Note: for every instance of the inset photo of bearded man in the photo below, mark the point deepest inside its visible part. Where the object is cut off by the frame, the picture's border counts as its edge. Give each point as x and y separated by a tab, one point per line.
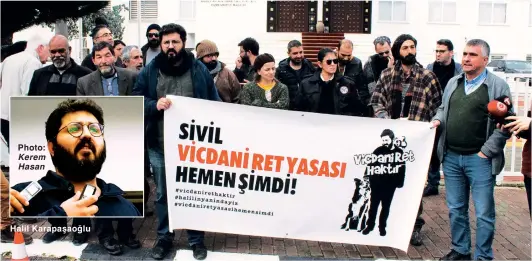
76	157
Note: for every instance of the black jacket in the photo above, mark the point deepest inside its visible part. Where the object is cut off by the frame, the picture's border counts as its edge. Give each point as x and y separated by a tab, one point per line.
288	76
354	70
87	62
66	84
346	96
56	190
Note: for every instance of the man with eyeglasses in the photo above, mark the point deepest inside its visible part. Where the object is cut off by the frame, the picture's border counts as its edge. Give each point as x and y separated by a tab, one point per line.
152	48
407	92
445	68
100	33
351	68
376	63
109	79
326	91
75	135
224	79
293	70
61	77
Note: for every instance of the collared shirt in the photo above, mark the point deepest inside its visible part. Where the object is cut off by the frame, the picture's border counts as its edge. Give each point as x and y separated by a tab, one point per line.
471	86
110	85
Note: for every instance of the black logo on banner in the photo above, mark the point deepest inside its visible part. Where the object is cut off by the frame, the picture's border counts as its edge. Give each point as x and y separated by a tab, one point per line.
385	172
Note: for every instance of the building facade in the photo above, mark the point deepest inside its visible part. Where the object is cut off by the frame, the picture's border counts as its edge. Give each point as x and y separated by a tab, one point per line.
505	24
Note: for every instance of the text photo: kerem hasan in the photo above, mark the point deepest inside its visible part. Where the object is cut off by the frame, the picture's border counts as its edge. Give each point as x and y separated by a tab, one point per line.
77	156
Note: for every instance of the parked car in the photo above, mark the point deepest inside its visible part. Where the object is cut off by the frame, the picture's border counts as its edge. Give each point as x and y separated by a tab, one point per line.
513	67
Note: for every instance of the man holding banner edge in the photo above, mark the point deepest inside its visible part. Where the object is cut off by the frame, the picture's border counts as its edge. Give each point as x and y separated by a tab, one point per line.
410	92
173	72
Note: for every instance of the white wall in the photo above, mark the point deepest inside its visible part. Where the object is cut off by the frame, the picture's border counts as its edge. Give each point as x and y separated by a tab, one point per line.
513	39
124	127
229	25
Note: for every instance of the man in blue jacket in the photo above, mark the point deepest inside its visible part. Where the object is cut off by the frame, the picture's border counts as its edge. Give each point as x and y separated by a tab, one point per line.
472	151
173	72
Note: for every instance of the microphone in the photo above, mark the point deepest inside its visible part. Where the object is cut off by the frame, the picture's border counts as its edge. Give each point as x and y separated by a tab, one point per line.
499	109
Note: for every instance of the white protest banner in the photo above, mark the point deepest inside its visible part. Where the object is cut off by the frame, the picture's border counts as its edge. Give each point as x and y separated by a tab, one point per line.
254	171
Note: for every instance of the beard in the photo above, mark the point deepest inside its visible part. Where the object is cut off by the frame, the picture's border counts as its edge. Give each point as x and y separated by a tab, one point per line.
211	65
343	62
410	59
246	60
60	62
74	169
296	61
153	43
174	56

**Instruction**
Copy out everything from the line containing "Note: for every instance of the microphone" down to the last of the lines, keeping the requests unchanged. Multiply each point coordinate in the answers by 0.9 and round it to a whole number, with halves rounded up.

**The output**
Note: for every instance of the microphone in the photo above, mark the point deepest inside its visible part. Where the object is cut off by the frame, the picture's border counts as its edge. Give each point as x and y separated by a tab, one point per line.
449	98
Note: for every instance of the white protest banner in the photo above, mark the point deepest inside its visible part. Where the object is cut off by the frame, the picture's border counts as its edge. Give each point as x and y separated by a tab, one point per line.
229	154
Note: for every instance of the beard in the photo above, mark the point deepest inside its visible part. Where the object is cut off by the frame, the picture's border counts as its edge. Give each point as x and y separated by a tab, one point per line.
190	59
309	56
369	53
221	54
54	56
67	152
266	55
138	39
157	50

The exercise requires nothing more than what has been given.